### Text shown:
◇ ◇ ◇ ◇ ◇
Skip to main content
Version: 25.4.0

Release Notes

Version 25.4.0 - April 2025

note

Support is generally provided for both torch.function_name and Tensor.function_name syntaxes. If you find a case where only one is supported, please report it to support@clika.io.

Overview

This major release introduces significant enhancements to our core model compression and deployment capabilities, streamlining workflows and expanding hardware support.

Key Features

  • Enhanced quantization algorithm: Our core quantization engine has been substantially upgraded. Fine-tuning is now optional for achieving excellent results, significantly simplifying the optimization process.
    • A new Quantization Sensitivity Threshold option is available in the QuantizationSettings object for more direct control over the quantization process.
  • Initial TensorRT-LLM support: Introduced support for weights-only quantization (WOQ) with TensorRT-LLM, enabling optimized deployment for large language models on compatible NVIDIA hardware. Support for additional TensorRT-LLM features is planned.
  • Automatic CPU offloading: Models that exceed available accelerator memory can now automatically offload parts of the computation to the CPU, ensuring successful execution even with large models.
  • Simplified model export: Easily export optimized models to common deployment formats, including INT4, BFloat16, and Float16.
◇ ◇ ◇ ◇ ◇
### Data listing:
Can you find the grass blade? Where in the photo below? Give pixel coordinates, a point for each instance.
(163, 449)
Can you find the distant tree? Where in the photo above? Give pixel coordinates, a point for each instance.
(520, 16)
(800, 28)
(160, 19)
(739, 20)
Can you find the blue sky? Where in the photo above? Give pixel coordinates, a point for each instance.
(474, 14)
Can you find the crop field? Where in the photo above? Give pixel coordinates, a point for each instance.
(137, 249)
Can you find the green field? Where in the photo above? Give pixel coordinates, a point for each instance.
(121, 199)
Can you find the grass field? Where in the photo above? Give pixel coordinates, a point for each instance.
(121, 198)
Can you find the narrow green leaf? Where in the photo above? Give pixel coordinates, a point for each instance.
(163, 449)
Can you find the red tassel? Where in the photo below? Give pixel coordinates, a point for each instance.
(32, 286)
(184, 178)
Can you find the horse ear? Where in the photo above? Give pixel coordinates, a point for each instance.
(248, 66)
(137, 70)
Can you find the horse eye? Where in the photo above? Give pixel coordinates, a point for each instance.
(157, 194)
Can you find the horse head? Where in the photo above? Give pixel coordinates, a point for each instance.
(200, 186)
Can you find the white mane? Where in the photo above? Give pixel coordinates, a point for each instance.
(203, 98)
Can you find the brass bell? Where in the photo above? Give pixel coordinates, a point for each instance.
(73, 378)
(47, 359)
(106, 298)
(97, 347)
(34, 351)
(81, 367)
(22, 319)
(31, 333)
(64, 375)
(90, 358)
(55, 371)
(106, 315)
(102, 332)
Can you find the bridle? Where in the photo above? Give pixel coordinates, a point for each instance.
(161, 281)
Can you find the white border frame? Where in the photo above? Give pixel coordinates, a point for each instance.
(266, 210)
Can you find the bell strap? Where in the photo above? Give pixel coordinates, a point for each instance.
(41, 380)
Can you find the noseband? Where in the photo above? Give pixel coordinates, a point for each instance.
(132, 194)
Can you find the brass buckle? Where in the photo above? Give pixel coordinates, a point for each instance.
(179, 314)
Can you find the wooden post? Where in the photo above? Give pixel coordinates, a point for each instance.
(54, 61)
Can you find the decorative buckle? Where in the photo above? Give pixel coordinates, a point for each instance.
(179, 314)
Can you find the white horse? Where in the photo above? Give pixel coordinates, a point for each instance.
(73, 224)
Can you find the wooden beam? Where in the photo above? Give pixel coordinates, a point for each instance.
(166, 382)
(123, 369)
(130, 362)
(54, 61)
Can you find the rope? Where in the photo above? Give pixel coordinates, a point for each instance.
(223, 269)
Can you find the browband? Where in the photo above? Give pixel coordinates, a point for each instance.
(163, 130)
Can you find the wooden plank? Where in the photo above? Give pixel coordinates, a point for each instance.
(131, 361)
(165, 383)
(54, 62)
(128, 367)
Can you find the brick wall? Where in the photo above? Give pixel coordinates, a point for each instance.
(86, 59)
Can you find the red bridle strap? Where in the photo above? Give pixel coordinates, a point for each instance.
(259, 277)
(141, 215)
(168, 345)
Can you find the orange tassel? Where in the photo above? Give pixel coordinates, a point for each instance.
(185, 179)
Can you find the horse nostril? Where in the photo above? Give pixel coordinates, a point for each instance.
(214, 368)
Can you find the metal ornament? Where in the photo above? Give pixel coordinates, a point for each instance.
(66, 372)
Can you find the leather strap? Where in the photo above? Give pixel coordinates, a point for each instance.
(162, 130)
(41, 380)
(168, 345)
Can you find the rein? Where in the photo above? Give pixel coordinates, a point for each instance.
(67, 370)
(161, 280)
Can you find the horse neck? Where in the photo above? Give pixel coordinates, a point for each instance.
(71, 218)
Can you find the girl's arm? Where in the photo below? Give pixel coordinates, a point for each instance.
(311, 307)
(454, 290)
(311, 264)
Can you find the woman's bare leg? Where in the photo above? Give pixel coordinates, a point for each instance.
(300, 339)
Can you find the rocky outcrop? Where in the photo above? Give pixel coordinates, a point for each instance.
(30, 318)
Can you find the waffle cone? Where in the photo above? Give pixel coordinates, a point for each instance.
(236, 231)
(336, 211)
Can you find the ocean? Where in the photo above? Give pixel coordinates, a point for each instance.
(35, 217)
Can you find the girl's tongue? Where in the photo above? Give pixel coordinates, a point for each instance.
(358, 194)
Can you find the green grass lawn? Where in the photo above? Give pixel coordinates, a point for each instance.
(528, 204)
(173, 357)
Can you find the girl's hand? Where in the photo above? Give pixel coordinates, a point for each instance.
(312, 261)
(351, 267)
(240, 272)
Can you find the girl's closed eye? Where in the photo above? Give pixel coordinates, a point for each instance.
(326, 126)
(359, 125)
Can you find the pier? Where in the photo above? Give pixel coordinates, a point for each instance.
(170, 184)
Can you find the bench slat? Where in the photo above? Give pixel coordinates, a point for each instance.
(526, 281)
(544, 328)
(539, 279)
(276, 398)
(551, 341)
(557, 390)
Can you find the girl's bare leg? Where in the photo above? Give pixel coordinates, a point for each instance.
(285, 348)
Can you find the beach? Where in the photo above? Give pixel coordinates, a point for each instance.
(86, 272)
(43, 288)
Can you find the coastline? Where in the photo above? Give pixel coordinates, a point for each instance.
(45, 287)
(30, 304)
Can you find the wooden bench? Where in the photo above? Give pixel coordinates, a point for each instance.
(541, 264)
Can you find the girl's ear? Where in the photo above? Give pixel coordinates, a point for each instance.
◇ ◇ ◇ ◇ ◇
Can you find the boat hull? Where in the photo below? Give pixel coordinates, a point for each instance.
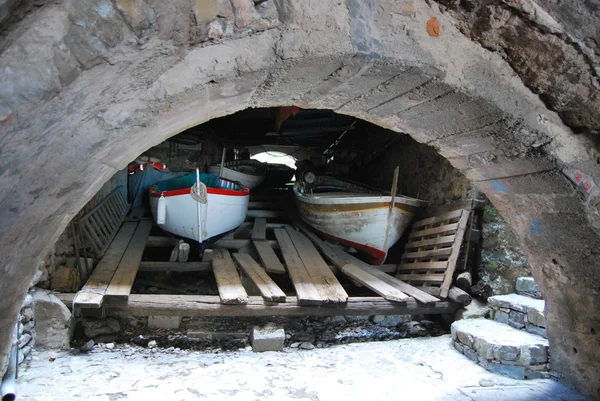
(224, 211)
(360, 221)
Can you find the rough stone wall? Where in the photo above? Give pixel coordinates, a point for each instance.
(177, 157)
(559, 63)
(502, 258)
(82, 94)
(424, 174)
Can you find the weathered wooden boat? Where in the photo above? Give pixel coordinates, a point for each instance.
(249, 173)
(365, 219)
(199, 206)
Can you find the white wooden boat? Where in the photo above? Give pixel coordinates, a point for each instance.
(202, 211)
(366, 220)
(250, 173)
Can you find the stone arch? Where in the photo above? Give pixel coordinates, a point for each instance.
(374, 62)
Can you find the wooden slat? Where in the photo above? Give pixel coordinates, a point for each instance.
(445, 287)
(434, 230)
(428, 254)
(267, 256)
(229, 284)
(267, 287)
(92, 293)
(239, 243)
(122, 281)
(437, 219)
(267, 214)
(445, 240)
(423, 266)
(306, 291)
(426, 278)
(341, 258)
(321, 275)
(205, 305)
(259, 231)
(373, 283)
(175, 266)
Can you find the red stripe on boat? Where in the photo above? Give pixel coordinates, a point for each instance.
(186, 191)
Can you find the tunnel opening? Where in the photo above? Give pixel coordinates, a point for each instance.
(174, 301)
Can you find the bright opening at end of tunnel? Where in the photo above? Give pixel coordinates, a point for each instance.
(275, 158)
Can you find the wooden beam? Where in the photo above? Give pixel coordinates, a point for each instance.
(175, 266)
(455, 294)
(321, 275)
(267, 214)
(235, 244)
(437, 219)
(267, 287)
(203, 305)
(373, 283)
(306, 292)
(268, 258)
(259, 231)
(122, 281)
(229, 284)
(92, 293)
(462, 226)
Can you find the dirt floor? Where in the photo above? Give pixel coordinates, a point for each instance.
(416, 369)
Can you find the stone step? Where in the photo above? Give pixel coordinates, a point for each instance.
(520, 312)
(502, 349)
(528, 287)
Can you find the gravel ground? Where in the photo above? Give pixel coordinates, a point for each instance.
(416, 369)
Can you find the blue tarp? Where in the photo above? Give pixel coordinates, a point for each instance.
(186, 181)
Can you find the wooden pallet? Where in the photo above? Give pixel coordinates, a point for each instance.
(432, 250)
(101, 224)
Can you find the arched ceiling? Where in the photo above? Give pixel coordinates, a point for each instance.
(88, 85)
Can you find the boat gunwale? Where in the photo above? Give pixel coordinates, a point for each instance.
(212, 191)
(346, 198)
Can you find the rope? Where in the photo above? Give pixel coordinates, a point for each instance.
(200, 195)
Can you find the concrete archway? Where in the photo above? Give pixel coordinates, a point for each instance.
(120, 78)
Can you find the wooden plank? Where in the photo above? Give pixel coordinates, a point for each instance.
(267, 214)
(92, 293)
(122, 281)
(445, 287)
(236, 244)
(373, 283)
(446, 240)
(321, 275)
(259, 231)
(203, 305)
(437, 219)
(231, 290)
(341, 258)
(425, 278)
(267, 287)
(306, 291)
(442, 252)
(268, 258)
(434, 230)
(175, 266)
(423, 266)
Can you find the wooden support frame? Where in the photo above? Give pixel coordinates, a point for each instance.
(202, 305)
◇ ◇ ◇ ◇ ◇
### Problem to work on:
Continue the release notes from the point where they stop.

### Exercise response:
Upcoming Features

We are actively working on the following enhancements for future releases:

  • Multi-GPU support: Multi-GPU capabilities, temporarily unavailable due to internal architectural upgrades, will be restored.
  • Expanding TensorRT-LLM integration: Further enhancements and broader feature support for TensorRT-LLM deployments.
  • Memory optimization: Continued focus on reducing VRAM and RAM consumption during model optimization and inference.
  • Compile ClikaModule to framework: Run the ClikaModule directly on the Framework using a simple method call.
  • Quantization sensitivity calibration caching: Avoid re-measuring quantization sensitivities and cache the results for quick development iterations and experimentation.
  • Easier access to quantization sensitivities: Introduce an API to retrieve sensitivity data for deeper analysis and visualization purposes.